> SELECTED EXTRACT:
***
I don't think it's so much "what you said" or even "who you said it to" but "how you said it". Most of us are coming to this thread specifically because we _don't_ already have specialized knowledge in this area, and we were hoping to learn something. It's totally reasonable not to have time to explain something this complicated, but it comes across as a bit disingenuous when followed by many additional comments in the thread continuing to debate in what looks to be close to real time. I think in this case, people are downvoting more for a breach of "decorum" than for anything else; you might very well be correct in your assertions about regexes, but it's impossible for any non-experts to tell, so we end up seeing (fairly or not) picture of someone who is more interesting in spending time arguing that they're right than actually demonstrating it.
> From what I gather I was basically at fault for daring to somewhat disagree with burntsushi.
Not so much for disagreeing. More for engaging a lower-effort way (than the person you were talking to) and appearing to assume that burntsushi was coming from a place of ignorance.
> The whole "general-purpose regex engine" thing was moving the goalposts in the first place and not very relevant to this whole discussion anyway. EDIT: I'm not saying that these distinctions don't matter at all, rather what I want to say is that it doesn't make sense to implicitly call upon a subjective and arbitrary standard.
"general-purpose regex engine" is a direct response to "most regexp libraries are stuck in the 80s/90s". It's about why the regex libraries most people use (the general-purpose ones) haven't adopted the ideas that you're advocating. Seems on-point to me; on HN most readers will be mainly familiar with the general-purpose libraries, so they'll be thinking in terms of those.
I understand how you might think this. However, please consider that the statement you were responding to is establishing a bonafide - a reason why burntsushi's words might be worth consideration.
Sometimes an appeal to authority is not wrong.
In my experience, the more I study a topic, the smarter other folks appear.
> * JIT. It should be possible to compile regexps with libgccjit or with llvm.
Although not JIT in that it needs the regex specified at compile time, both Rust and C++ (using the compile time reflex library) can generate the code to evaluate the regex at compile time.
***
> RECORDED DATA:

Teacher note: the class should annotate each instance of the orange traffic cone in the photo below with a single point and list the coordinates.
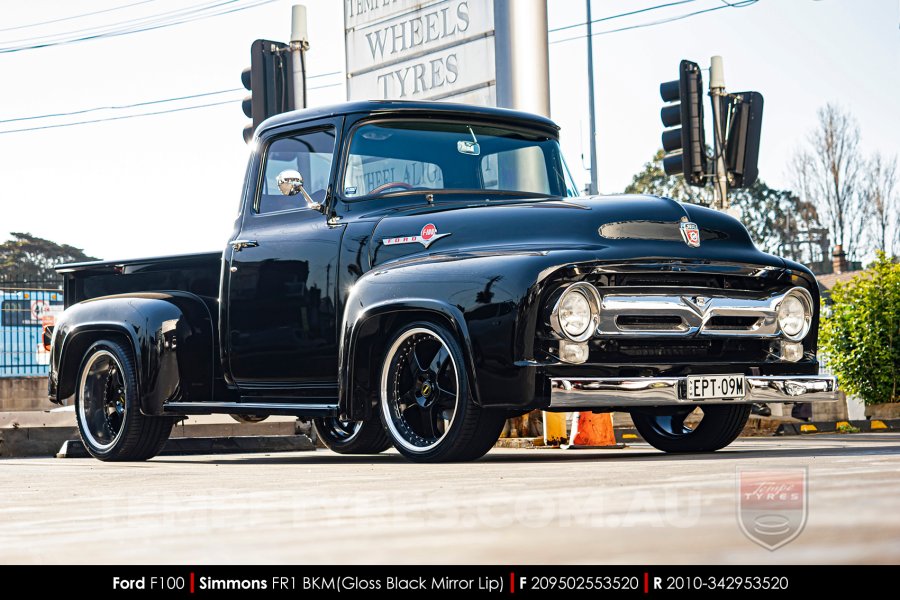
***
> EXERCISE OBJECTIVE: Transcribe the regex discussion above, everything from "I don't think" down to "actually demonstrating it.", keeping each word and punctuation mark unchanged.

> EXPECTED ANSWER:
I don't think it's so much "what you said" or even "who you said it to" but "how you said it". Most of us are coming to this thread specifically because we _don't_ already have specialized knowledge in this area, and we were hoping to learn something. It's totally reasonable not to have time to explain something this complicated, but it comes across as a bit disingenuous when followed by many additional comments in the thread continuing to debate in what looks to be close to real time. I think in this case, people are downvoting more for a breach of "decorum" than for anything else; you might very well be correct in your assertions about regexes, but it's impossible for any non-experts to tell, so we end up seeing (fairly or not) picture of someone who is more interesting in spending time arguing that they're right than actually demonstrating it.